What is expected: Copy out every one of the lines below, requests included, and shift each bounding-box coordinate in the answers up by 75. Leave the pictures out.

Dataset:
□ □ □ □ □

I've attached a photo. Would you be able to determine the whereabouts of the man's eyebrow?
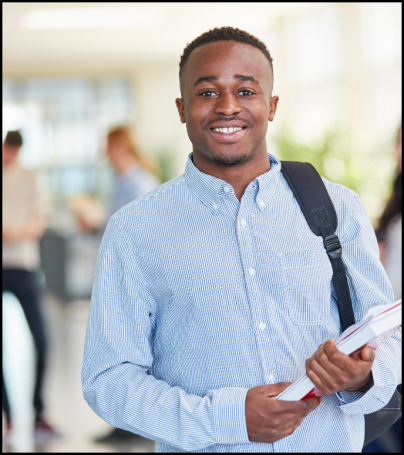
[194,76,219,87]
[194,74,261,87]
[234,74,261,85]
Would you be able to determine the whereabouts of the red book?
[276,299,401,401]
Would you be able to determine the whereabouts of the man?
[82,27,401,452]
[2,131,60,439]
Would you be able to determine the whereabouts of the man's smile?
[209,120,248,142]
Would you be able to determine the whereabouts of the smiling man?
[82,27,401,452]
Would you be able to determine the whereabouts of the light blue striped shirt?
[82,155,401,452]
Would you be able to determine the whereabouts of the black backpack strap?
[281,161,355,331]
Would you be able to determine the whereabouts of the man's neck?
[193,151,271,201]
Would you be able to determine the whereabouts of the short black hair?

□ □ □ □ □

Solution for this problem:
I've attached a photo. Would you be able to determine the whereabouts of the man's eyebrow?
[269,151,294,162]
[269,149,336,162]
[309,149,336,160]
Would you be able to determine the whereabouts of the red book?
[351,374,476,476]
Would you be able to determine the whereabouts of the man?
[157,102,476,527]
[77,206,135,514]
Would you be able to determine the whereabouts of the man's smile?
[284,195,323,217]
Would you be able to determine the whereabouts of the smiling man?
[157,102,476,527]
Would you be able to determine the whereabouts of the light blue striped shirt?
[157,230,476,527]
Would you be able to determine the whereabouts of the black backpack strap?
[356,236,430,406]
Would you be able to determine the whereabouts of the man's neck?
[268,226,346,276]
Would you be able to determine the whereabouts of the short black hair?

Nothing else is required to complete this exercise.